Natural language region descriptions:

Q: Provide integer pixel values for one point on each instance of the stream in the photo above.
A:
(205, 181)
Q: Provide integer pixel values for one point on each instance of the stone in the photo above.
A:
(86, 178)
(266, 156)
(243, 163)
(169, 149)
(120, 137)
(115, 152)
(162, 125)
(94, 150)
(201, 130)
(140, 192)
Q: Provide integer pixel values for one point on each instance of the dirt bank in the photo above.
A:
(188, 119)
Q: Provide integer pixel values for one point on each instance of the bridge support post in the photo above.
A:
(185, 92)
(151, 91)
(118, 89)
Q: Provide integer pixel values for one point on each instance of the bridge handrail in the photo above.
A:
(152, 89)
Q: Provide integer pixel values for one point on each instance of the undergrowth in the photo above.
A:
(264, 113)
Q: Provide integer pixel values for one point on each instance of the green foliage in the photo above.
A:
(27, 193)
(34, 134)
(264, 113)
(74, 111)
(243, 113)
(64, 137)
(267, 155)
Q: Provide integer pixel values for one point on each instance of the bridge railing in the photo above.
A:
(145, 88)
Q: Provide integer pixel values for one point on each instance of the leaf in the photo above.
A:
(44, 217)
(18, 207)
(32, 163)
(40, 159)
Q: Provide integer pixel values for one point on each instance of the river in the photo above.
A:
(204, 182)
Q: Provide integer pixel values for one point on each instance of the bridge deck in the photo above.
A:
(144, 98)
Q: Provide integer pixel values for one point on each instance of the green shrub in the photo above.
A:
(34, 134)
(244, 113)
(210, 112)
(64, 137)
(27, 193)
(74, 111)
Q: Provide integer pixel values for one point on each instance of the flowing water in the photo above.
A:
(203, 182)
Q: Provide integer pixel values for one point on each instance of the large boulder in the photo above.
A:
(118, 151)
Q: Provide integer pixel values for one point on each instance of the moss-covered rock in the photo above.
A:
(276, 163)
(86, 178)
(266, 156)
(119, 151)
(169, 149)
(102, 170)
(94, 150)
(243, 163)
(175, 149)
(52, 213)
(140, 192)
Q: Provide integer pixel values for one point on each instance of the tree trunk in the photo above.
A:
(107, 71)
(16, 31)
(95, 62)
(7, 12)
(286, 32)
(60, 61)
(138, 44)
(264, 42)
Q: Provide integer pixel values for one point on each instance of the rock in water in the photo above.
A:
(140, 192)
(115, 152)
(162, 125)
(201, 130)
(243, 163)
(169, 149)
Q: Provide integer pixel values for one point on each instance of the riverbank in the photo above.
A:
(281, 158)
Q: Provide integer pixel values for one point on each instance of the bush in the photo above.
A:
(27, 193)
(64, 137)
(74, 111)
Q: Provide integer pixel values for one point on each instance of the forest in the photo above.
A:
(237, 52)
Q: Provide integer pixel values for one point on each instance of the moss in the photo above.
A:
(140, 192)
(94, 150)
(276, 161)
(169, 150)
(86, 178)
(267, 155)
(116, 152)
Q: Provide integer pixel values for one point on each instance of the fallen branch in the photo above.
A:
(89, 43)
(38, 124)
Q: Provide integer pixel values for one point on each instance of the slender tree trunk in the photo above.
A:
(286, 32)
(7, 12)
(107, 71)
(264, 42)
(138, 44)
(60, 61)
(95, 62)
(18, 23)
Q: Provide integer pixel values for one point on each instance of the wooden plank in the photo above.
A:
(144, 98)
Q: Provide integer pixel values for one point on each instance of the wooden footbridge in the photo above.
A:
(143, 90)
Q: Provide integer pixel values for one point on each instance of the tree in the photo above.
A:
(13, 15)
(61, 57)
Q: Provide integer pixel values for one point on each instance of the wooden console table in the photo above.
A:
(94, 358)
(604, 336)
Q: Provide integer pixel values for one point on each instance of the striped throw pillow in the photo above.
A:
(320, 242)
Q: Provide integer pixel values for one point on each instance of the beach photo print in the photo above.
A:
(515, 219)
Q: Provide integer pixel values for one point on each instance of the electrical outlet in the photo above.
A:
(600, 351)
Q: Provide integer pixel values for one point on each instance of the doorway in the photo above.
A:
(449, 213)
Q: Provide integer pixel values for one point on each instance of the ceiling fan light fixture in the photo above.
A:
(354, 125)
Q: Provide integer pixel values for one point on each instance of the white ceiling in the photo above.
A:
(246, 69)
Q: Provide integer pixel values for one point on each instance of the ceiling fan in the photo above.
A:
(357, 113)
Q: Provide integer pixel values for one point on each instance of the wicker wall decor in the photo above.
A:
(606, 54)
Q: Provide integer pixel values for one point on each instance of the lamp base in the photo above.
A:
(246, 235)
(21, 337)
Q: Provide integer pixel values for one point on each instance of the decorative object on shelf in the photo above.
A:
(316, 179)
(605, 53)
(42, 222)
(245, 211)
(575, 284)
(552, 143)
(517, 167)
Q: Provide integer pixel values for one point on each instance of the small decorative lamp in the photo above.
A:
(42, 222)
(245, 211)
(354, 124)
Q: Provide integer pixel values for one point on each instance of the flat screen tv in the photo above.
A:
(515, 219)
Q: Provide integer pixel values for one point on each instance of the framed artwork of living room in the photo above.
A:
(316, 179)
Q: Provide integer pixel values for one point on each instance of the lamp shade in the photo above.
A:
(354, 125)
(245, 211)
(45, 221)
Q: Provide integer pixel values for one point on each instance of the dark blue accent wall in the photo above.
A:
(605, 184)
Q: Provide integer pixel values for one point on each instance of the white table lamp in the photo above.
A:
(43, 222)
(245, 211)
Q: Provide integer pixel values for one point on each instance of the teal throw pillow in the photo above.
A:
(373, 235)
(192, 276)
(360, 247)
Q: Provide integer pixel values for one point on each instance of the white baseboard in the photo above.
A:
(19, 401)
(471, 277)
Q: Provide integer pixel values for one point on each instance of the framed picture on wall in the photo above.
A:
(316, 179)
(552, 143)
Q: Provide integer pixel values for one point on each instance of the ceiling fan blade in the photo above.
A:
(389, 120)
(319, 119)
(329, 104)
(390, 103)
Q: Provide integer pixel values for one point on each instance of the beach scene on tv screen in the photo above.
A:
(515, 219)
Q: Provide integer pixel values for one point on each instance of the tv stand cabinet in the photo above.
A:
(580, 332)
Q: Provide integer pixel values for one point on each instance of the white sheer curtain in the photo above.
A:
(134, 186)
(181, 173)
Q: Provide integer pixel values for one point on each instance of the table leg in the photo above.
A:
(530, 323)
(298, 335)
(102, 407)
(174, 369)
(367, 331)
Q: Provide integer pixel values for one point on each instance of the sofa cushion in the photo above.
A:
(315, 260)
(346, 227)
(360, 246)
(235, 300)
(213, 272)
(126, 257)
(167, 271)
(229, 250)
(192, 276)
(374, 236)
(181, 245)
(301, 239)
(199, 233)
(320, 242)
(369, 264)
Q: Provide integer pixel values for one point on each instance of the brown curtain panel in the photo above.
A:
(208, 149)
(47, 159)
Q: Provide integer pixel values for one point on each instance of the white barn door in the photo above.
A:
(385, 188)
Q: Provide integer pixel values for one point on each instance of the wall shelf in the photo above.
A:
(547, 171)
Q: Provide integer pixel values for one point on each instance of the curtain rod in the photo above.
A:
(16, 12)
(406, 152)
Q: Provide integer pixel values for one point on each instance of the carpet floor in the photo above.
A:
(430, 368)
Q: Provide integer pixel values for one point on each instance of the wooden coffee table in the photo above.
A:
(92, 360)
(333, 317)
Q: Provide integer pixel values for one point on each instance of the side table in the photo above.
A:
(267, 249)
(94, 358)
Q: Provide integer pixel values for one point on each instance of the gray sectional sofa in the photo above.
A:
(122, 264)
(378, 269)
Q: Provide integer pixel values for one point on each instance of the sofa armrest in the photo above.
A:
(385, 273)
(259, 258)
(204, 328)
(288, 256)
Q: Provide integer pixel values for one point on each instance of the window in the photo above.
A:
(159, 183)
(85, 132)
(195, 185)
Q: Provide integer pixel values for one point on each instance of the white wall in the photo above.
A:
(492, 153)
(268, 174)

Exercise goal:
The expected answer is a copy of each line in the records that holds the word "white".

Written answer:
Q: Provide integer pixel values for one point on each instance of the white ceiling in the photo above.
Q: Provide integer pixel values for one point on each instance of the white table lamp in the photo above.
Q: Provide integer pixel values for one point on each instance of the white baseboard in the photo above.
Q: Provide integer pixel values for one point on each instance of the white sheer curtain in the photo above.
Q: Provide integer pixel values for one point on each instance of the white barn door in the photo above.
Q: Provide integer pixel values for one point on each instance of the white wall in the photo above.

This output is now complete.